─── Input rows ───

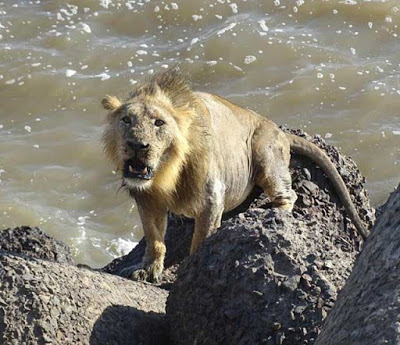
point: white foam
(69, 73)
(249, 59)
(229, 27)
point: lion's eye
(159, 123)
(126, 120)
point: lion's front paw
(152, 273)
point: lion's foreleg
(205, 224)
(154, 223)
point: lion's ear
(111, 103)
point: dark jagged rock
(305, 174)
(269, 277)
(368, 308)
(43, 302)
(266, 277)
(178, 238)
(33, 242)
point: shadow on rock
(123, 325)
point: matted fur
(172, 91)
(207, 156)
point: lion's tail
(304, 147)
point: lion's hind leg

───
─── Input rows ───

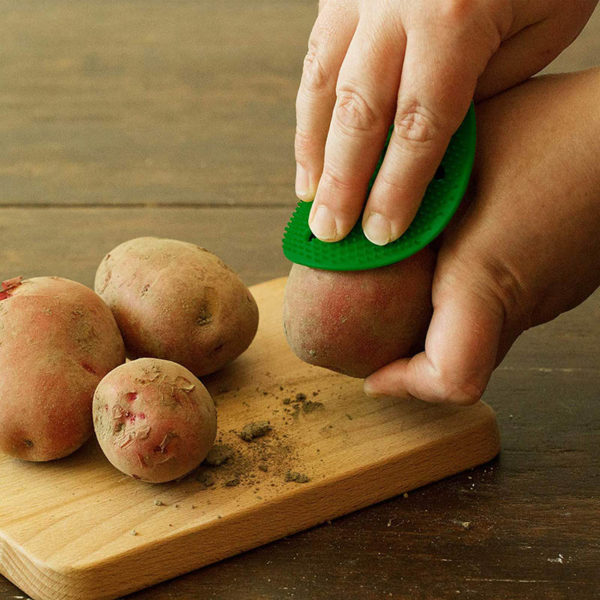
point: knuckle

───

Copy out every line of the items above that contains the word "rock".

point: dark jagged rock
point: shadow on rock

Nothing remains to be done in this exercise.